Data items:
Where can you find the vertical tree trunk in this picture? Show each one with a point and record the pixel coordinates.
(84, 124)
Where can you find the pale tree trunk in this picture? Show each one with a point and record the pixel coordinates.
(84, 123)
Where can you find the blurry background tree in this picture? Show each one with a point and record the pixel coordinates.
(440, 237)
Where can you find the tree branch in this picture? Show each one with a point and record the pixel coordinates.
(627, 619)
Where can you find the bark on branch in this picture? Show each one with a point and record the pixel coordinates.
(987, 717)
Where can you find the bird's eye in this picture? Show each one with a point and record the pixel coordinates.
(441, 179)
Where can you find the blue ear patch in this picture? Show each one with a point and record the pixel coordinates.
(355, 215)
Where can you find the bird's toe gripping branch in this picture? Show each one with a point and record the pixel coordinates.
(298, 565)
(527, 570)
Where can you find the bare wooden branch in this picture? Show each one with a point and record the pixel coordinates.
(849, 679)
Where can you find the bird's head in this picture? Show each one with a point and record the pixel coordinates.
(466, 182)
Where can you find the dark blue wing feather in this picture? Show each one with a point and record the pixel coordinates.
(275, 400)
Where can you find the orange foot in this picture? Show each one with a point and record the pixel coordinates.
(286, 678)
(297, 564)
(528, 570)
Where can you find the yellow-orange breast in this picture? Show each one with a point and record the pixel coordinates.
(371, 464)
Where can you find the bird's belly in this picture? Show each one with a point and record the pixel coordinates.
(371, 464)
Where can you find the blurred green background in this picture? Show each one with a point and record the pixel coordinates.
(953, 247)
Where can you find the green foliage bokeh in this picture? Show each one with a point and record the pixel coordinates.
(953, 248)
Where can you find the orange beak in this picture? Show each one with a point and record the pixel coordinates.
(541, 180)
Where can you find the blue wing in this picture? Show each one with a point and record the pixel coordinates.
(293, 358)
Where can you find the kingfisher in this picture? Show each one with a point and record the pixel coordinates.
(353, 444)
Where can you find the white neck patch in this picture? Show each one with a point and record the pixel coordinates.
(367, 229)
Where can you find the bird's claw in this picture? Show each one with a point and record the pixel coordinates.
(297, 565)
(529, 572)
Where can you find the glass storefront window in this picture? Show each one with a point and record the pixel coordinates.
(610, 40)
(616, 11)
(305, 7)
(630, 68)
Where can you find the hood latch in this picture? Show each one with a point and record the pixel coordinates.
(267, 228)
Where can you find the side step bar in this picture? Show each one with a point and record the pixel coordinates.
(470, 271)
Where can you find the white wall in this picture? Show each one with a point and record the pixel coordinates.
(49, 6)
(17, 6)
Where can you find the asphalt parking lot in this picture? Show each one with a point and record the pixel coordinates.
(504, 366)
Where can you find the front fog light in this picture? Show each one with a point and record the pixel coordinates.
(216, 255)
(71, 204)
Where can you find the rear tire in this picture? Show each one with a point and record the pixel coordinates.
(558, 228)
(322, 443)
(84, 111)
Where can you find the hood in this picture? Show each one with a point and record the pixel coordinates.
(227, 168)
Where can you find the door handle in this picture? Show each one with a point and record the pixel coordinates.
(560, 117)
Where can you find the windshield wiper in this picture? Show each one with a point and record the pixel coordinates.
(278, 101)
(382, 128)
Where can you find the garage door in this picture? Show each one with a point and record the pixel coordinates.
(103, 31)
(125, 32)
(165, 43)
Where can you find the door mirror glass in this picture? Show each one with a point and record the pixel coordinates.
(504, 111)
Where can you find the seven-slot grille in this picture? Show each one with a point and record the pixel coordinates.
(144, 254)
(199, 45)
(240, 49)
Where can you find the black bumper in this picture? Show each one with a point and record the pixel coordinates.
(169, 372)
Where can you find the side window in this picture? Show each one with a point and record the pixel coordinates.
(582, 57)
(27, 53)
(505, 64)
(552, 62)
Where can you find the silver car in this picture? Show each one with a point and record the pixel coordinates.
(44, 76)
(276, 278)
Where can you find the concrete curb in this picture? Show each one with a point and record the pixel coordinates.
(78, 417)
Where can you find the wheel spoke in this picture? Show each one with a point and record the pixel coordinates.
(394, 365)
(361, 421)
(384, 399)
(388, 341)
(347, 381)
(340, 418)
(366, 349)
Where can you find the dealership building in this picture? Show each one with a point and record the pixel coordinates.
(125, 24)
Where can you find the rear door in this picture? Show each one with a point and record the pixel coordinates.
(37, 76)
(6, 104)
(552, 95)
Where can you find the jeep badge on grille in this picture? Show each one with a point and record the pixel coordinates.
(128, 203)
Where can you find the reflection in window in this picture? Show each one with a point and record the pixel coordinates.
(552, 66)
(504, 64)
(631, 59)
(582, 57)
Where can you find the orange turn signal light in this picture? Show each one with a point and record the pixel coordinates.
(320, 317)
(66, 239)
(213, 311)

#### PROMPT
Copy exactly the line that contains "Where can you find the orange turn" and every line after it, up to and including the last line of the records.

#### RESULT
Where can you find the orange turn signal light in this picture? Show each one with a point and record the pixel coordinates.
(320, 317)
(66, 239)
(213, 311)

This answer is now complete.